Zohar De Malkchour a écrit:
Toujours rien sur ce film après deux semaines de sortie. Dire que je suis étonné serait faible, car on nous a habitué ici à voir tous les films blog buster critiqués par notre apprenti cinéaste, Raphaël (surtout quand celui-ci l'a vu, et c'est ici le cas de son aveux même).
Jusqu'à présent, j'avais observé le plus grand silence pour éviter de devenir
Bisounoursesque envers la chose ici présentée... "Je suis une légende", ou quand, en quelque sorte, Hollywood
envoie des petits coeurs sur le monument aux morts de toute la vieille science-fiction sérieuse des années 50, tombée au champ d'honneur avec les Futuriens pour déboiser un peu le territoire de l'imaginaire futur.
"Je suis une légende" est une barre chocolatée sans nom drapée dans les oripeaux d'un film de qualité, l'une des plus belles impostures de l'histoire du cinéma, le fond de la bisounourserie, une tromperie pas gentille sous des dehors soignés.
Voilà , c'est dit. Maintenant, pourquoi ? Comment ? Et qu'est-ce qui fait de ce film quelque chose que l'on peut raisonnablement considérer comme tout à la fois médiocre, insultant et nauséabond ?

____________

Modifiez le passage de la critique qui commence par « Jusqu'à présent, j'avais » et s'arrête après « de l'imaginaire futur. » en y remplaçant « Hollywood » par « l'industrie du cinéma ». Recopiez ensuite le passage ainsi modifié.

Données disponibles:
____________

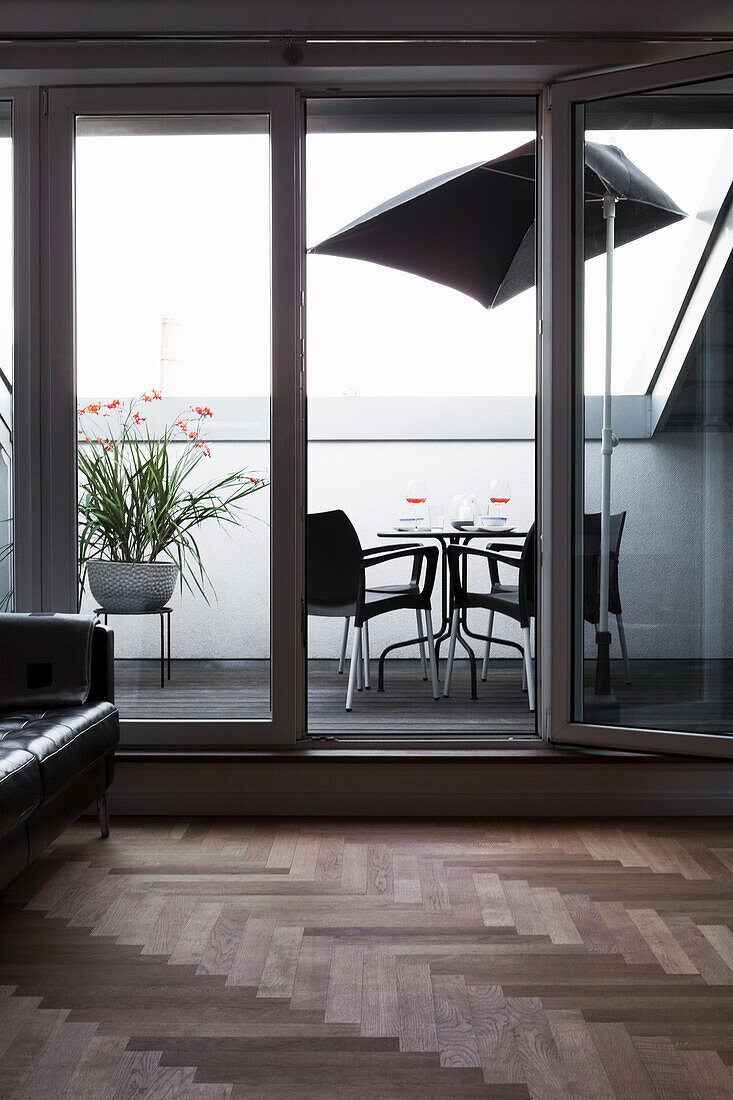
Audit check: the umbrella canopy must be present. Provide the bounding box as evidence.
[308,141,685,309]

____________

Réponse attendue:
Jusqu'à présent, j'avais observé le plus grand silence pour éviter de devenir
Bisounoursesque envers la chose ici présentée... "Je suis une légende", ou quand, en quelque sorte, l'industrie du cinéma
envoie des petits coeurs sur le monument aux morts de toute la vieille science-fiction sérieuse des années 50, tombée au champ d'honneur avec les Futuriens pour déboiser un peu le territoire de l'imaginaire futur.